» **GOAL**: Repeat each line of the material exactly.

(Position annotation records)
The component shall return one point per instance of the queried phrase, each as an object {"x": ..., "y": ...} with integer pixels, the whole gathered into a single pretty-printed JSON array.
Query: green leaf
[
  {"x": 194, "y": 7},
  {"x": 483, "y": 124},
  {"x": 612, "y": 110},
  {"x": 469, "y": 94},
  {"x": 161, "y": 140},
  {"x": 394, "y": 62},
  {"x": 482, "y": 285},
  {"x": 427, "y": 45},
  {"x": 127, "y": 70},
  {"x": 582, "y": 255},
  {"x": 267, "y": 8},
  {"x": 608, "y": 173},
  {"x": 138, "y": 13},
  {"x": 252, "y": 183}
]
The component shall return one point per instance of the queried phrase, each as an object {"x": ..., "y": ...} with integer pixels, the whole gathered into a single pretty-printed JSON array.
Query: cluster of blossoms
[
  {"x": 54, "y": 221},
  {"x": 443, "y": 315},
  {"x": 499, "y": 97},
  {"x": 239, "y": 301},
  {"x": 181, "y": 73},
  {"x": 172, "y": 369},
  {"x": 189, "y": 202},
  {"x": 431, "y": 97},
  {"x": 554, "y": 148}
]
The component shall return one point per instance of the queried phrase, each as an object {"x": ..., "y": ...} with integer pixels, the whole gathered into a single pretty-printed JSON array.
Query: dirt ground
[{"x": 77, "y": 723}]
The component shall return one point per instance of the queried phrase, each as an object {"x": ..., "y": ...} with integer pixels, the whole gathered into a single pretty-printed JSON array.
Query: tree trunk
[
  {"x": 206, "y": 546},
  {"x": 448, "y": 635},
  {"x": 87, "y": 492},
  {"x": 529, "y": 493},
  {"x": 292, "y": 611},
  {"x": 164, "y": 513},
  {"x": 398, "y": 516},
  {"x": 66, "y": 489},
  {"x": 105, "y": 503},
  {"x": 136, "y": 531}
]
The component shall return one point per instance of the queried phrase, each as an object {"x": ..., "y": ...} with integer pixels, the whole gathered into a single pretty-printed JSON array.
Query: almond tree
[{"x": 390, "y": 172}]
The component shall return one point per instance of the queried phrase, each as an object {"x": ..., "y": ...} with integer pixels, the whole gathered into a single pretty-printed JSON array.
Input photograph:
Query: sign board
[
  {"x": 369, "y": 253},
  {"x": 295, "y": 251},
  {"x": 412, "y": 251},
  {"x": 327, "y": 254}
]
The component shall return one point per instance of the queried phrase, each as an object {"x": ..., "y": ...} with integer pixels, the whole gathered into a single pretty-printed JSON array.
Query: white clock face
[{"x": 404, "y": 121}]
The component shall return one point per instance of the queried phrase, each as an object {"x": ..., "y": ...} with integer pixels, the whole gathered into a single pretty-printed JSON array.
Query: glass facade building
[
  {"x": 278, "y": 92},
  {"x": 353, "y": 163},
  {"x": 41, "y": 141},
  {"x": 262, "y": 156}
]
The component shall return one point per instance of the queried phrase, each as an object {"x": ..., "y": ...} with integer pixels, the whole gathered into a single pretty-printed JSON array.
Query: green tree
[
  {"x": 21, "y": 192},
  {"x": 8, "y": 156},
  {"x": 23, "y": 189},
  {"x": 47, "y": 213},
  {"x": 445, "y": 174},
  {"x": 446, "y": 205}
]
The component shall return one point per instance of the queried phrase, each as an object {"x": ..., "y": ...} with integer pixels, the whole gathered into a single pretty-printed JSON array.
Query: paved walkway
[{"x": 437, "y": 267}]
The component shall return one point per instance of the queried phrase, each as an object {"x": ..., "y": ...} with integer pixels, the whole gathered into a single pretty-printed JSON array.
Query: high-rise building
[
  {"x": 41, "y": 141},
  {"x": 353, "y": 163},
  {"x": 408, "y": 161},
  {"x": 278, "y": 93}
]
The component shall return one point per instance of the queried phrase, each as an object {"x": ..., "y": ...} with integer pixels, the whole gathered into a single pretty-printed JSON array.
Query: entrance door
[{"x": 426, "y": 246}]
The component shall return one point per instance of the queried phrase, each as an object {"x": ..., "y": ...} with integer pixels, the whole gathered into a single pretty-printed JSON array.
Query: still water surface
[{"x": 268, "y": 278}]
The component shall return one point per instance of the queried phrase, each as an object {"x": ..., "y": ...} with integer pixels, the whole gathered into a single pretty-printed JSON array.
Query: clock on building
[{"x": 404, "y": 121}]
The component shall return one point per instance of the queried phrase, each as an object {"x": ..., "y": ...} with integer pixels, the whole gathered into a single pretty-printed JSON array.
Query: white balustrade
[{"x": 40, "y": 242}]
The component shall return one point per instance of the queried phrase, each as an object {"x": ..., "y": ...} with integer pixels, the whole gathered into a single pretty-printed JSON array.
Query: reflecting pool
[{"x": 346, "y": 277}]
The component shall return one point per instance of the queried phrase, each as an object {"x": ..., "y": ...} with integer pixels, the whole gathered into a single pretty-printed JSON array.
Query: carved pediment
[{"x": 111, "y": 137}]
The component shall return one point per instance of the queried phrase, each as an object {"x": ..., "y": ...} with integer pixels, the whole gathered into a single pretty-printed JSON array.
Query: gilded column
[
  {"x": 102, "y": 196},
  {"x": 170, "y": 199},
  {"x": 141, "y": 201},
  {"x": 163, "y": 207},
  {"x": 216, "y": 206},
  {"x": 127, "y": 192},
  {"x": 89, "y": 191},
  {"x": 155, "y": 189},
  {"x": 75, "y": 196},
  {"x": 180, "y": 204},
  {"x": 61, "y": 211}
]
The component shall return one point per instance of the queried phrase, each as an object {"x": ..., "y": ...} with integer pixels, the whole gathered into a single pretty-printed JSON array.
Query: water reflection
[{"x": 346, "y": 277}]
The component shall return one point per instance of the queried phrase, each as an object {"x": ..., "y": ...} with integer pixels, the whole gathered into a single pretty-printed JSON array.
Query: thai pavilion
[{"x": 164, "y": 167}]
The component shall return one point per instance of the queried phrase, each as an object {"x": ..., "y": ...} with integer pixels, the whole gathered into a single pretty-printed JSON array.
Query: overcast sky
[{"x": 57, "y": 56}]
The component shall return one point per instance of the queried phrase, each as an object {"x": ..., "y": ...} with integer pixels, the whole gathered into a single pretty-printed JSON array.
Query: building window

» **OUTPUT FOR THIS EXERCISE**:
The component shall return one point per instance of the queried phrase, each as an object {"x": ..., "y": ...} with integer pixels, the whole gathered into a single pretty-printed JSON array.
Query: green leaf
[
  {"x": 194, "y": 7},
  {"x": 483, "y": 124},
  {"x": 612, "y": 110},
  {"x": 469, "y": 94},
  {"x": 161, "y": 140},
  {"x": 394, "y": 62},
  {"x": 482, "y": 285},
  {"x": 427, "y": 45},
  {"x": 127, "y": 70},
  {"x": 582, "y": 255},
  {"x": 267, "y": 8},
  {"x": 608, "y": 173},
  {"x": 138, "y": 13},
  {"x": 252, "y": 183}
]
The component shall return one point per instance of the queried phrase, each as an object {"x": ..., "y": ...} with integer pixels, the whole gathered into a single pretty-printed JSON array.
Query: cluster of blossoms
[
  {"x": 54, "y": 221},
  {"x": 443, "y": 315},
  {"x": 499, "y": 97},
  {"x": 239, "y": 301},
  {"x": 181, "y": 73},
  {"x": 172, "y": 369},
  {"x": 189, "y": 202},
  {"x": 431, "y": 97},
  {"x": 554, "y": 148}
]
The component shall return one point per instance of the queried phrase, each as an object {"x": ..., "y": ...} with integer pixels, the whole gathered into a single pretty-printed JSON array.
Query: dirt ground
[{"x": 77, "y": 723}]
The component shall return one point per instance of the queried phrase, each as an object {"x": ..., "y": ...} with integer pixels, the whole gathered into a single pretty-printed JSON array.
Query: tree trunk
[
  {"x": 206, "y": 546},
  {"x": 448, "y": 635},
  {"x": 87, "y": 492},
  {"x": 529, "y": 493},
  {"x": 292, "y": 611},
  {"x": 164, "y": 513},
  {"x": 398, "y": 516},
  {"x": 66, "y": 489},
  {"x": 105, "y": 503},
  {"x": 136, "y": 531}
]
The component shall return one point per instance of the queried phrase, each as an object {"x": ..., "y": ...} with integer pixels, the whole gathered into a single pretty-printed JSON array.
Query: almond tree
[{"x": 390, "y": 172}]
The component shall return one point per instance of the queried phrase, each as an object {"x": ..., "y": ...} with integer pixels, the whole gathered into a single pretty-printed JSON array.
Input photograph:
Query: sign board
[
  {"x": 369, "y": 253},
  {"x": 295, "y": 251},
  {"x": 412, "y": 251},
  {"x": 327, "y": 254}
]
The component shall return one point per instance of the queried phrase, each as an object {"x": ..., "y": ...} with integer pixels, the whole gathered into a single pretty-printed JSON array.
Query: white clock face
[{"x": 404, "y": 121}]
The component shall return one point per instance of the queried phrase, each as an object {"x": ..., "y": ...} with integer pixels, the whole gathered into a single pretty-printed JSON array.
Query: glass facade building
[
  {"x": 278, "y": 92},
  {"x": 353, "y": 163},
  {"x": 41, "y": 141},
  {"x": 262, "y": 156}
]
The component shall return one point per instance of the queried phrase, each as an object {"x": ..., "y": ...} with integer pixels, the whole gathered into a single pretty-printed JSON array.
Query: green tree
[
  {"x": 21, "y": 192},
  {"x": 8, "y": 156},
  {"x": 23, "y": 189},
  {"x": 47, "y": 213},
  {"x": 445, "y": 174},
  {"x": 446, "y": 205}
]
The component shall return one point per instance of the queried phrase, each as an object {"x": ..., "y": ...} with integer pixels, the whole gathered into a single pretty-printed JSON array.
Query: paved walkway
[{"x": 437, "y": 267}]
The component shall return one point per instance of the queried phrase, each as an object {"x": ..., "y": ...} with integer pixels, the whole gathered into a single pretty-printed JSON array.
Query: high-rise building
[
  {"x": 41, "y": 141},
  {"x": 353, "y": 163},
  {"x": 408, "y": 161},
  {"x": 278, "y": 93}
]
The component shall return one point per instance of the queried phrase, each as an object {"x": ..., "y": ...} with integer pixels, the whole gathered into a single pretty-printed JSON array.
Query: entrance door
[{"x": 426, "y": 246}]
The component shall return one point per instance of the queried phrase, each as an object {"x": ..., "y": ...} with integer pixels, the whole gathered into a single pretty-printed JSON array.
Query: still water surface
[{"x": 268, "y": 278}]
The component shall return one point per instance of the queried phrase, each as an object {"x": ..., "y": ...} with integer pixels, the whole gathered into a single pretty-printed JSON array.
Query: clock on building
[{"x": 404, "y": 121}]
The component shall return one point per instance of the queried phrase, each as an object {"x": ..., "y": ...} with integer pixels, the whole gathered into a single pretty-printed JSON array.
Query: white balustrade
[{"x": 40, "y": 242}]
The component shall return one point per instance of the queried phrase, each as an object {"x": ..., "y": ...} with integer pixels, the whole gathered into a single pretty-printed JSON array.
Query: reflecting pool
[{"x": 346, "y": 277}]
The component shall return one point per instance of the queried phrase, each as an object {"x": ..., "y": ...} with integer pixels, the whole gathered into a single pretty-printed JSON array.
Query: carved pediment
[{"x": 111, "y": 137}]
The component shall return one point per instance of the queried phrase, each as an object {"x": ..., "y": ...} with integer pixels, the whole gathered into a single pretty-printed JSON array.
Query: gilded column
[
  {"x": 102, "y": 196},
  {"x": 170, "y": 199},
  {"x": 141, "y": 201},
  {"x": 163, "y": 207},
  {"x": 216, "y": 206},
  {"x": 127, "y": 192},
  {"x": 89, "y": 191},
  {"x": 155, "y": 189},
  {"x": 75, "y": 196},
  {"x": 180, "y": 204},
  {"x": 61, "y": 211}
]
The component shall return one point per instance of the queried phrase, each as an object {"x": ..., "y": ...} with integer pixels, the whole gathered into a single pretty-printed JSON array.
Query: water reflection
[{"x": 346, "y": 277}]
The component shall return one point per instance of the queried phrase, each as an object {"x": ..., "y": ...} with integer pixels, the whole gathered into a single pretty-printed JSON array.
Query: thai pavilion
[{"x": 164, "y": 167}]
The component shall return one point per instance of the queried phrase, each as an object {"x": ..., "y": ...} with integer pixels, the whole gathered into a single pretty-printed JSON array.
Query: overcast sky
[{"x": 57, "y": 56}]
The component shall return one point per instance of the queried phrase, each as an object {"x": ..., "y": ...} with integer pixels, the whole gathered into a single pretty-printed JSON array.
Query: building window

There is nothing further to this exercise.